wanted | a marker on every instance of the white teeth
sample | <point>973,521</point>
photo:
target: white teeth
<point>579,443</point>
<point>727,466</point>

━━━━━━━━━━

» Directions: Turn each line of the records into one string in a JSON list, leaving out blank lines.

» Solution below:
[
  "wanted | a marker on every instance of the white teeth",
  "sample | <point>973,521</point>",
  "photo:",
  "target: white teeth",
  "<point>579,443</point>",
  "<point>727,466</point>"
]